#### [What is expected]
For the string "white", report how many lines in the records below contain it, and nothing more.

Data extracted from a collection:
-----

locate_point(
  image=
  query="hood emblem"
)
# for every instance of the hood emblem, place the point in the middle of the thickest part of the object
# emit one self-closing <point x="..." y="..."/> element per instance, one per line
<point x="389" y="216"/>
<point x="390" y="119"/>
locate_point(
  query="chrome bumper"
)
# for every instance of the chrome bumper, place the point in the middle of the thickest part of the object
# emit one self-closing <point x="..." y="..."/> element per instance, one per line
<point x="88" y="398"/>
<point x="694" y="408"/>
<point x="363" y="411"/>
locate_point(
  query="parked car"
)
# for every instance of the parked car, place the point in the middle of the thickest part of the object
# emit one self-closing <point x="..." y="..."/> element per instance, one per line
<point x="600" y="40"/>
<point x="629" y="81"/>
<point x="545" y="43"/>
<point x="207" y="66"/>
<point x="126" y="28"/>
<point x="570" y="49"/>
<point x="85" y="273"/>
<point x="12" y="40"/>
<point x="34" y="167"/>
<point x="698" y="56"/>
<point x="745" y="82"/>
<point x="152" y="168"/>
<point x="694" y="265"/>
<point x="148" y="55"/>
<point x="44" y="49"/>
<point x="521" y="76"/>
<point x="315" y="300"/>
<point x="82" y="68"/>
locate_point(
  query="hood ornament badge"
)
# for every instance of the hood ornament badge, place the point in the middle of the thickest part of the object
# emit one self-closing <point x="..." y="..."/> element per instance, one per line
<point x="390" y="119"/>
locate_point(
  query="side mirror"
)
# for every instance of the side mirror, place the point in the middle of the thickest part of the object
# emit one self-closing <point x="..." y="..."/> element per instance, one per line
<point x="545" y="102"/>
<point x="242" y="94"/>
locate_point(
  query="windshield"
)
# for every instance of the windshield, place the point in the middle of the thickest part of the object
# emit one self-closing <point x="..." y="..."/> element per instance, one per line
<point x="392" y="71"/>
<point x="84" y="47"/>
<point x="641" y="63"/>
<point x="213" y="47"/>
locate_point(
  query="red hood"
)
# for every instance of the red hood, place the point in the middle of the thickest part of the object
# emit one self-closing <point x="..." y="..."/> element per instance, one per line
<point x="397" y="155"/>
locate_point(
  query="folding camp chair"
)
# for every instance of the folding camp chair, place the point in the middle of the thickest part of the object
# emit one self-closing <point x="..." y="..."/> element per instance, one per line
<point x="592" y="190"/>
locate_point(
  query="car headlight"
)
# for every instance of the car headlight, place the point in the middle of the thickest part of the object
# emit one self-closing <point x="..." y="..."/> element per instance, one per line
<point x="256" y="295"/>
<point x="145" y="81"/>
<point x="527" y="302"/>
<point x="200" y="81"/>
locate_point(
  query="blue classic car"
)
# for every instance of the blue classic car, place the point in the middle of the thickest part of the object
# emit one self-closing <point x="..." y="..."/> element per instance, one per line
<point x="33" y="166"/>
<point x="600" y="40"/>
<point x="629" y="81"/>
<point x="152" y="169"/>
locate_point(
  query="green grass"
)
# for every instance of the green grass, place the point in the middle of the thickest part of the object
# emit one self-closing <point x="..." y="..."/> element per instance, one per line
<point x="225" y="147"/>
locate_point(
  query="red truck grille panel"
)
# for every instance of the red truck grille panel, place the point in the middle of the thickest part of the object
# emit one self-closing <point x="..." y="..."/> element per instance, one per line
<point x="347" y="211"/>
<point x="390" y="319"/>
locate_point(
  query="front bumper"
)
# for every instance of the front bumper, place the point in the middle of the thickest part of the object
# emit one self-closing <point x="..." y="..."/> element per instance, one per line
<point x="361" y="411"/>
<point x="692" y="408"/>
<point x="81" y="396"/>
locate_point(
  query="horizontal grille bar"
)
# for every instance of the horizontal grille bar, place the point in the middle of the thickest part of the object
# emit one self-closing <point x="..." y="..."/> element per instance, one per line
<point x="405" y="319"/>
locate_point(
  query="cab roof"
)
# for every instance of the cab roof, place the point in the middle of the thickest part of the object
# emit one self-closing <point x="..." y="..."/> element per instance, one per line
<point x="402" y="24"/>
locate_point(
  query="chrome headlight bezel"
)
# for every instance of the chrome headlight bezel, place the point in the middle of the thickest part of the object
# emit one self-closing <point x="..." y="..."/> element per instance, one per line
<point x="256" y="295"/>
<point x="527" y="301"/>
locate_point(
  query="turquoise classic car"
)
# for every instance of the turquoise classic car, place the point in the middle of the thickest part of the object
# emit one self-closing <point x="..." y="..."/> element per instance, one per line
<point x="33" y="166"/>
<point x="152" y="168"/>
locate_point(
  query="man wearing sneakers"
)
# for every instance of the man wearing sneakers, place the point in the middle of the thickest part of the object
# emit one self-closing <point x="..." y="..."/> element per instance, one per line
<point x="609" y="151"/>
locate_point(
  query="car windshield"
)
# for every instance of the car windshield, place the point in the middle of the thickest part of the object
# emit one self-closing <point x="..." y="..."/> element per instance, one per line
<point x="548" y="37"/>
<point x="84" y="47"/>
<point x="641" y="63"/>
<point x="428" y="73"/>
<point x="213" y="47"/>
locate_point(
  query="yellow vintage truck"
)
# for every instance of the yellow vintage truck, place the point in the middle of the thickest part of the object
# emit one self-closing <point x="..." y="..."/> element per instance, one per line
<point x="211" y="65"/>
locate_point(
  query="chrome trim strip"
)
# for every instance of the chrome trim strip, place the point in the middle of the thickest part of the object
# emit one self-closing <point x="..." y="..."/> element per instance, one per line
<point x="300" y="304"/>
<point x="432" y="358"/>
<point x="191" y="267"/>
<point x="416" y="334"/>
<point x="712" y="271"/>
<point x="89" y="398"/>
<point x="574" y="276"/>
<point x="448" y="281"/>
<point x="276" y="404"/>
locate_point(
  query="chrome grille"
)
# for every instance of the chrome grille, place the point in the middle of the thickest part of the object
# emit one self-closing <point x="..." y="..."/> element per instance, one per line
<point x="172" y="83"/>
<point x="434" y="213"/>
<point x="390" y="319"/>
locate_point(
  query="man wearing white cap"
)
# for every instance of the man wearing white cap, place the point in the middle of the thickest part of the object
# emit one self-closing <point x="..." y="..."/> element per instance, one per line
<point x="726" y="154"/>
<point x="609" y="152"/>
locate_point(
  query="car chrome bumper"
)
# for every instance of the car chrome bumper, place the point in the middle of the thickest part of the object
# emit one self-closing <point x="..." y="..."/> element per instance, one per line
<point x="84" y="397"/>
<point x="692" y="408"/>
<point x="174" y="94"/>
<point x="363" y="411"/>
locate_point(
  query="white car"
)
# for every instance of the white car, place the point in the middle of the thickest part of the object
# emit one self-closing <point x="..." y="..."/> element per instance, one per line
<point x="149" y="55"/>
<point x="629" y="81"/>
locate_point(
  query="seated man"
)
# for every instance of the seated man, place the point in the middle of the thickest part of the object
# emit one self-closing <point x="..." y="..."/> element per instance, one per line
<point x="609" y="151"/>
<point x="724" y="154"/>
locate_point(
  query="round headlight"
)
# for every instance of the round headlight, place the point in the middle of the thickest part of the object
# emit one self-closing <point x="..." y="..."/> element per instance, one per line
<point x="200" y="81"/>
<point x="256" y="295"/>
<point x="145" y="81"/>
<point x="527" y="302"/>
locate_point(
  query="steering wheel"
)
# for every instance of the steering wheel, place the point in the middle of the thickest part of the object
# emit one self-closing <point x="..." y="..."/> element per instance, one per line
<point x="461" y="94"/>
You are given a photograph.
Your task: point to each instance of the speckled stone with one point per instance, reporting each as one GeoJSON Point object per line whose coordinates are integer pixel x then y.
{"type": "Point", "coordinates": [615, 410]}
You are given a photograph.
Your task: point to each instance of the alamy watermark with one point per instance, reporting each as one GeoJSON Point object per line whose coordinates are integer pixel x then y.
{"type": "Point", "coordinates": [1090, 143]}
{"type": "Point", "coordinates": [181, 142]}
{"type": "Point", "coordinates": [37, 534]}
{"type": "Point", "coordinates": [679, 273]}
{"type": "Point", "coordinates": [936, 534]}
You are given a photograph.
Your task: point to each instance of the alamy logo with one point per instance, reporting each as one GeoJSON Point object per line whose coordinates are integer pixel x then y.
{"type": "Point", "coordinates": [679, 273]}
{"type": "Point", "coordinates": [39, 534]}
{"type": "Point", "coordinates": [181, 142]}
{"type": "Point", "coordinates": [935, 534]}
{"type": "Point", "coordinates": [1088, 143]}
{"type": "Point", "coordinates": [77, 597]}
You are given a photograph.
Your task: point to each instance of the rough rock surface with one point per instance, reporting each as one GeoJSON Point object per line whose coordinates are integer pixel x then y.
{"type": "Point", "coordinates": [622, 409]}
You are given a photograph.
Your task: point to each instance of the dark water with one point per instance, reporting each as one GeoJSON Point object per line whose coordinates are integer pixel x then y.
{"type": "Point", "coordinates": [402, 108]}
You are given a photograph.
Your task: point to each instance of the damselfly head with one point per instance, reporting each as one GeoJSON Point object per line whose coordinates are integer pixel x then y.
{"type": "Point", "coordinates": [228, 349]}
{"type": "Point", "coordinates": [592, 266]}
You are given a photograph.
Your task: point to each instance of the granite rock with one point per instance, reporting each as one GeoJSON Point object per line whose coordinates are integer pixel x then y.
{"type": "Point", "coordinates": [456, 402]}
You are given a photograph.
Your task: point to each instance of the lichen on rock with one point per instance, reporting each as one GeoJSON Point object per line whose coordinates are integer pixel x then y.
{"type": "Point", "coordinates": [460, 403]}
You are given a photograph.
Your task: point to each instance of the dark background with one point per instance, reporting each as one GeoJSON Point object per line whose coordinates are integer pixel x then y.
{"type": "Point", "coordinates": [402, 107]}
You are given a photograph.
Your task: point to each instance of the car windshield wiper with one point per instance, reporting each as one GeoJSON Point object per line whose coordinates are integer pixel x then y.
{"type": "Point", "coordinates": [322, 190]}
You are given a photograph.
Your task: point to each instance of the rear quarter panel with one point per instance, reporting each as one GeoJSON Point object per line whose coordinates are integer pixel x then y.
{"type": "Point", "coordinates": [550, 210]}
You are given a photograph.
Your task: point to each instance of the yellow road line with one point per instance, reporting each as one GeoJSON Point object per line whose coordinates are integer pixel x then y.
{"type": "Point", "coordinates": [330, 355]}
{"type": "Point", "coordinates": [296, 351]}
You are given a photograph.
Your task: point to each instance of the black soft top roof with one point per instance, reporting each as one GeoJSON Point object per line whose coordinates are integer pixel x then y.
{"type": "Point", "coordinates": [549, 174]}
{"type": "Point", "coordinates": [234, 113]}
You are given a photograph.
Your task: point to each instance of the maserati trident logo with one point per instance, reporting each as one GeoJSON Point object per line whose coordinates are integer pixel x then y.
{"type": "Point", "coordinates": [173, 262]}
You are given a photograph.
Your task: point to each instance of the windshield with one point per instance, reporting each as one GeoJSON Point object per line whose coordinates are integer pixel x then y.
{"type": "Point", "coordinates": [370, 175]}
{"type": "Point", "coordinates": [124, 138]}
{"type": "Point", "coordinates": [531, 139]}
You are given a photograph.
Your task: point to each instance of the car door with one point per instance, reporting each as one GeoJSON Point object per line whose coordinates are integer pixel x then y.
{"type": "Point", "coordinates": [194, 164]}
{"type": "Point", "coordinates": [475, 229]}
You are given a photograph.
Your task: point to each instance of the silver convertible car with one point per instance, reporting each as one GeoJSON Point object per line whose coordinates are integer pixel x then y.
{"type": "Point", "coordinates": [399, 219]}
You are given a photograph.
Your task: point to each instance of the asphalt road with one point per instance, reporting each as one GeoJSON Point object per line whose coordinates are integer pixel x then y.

-----

#### [Answer section]
4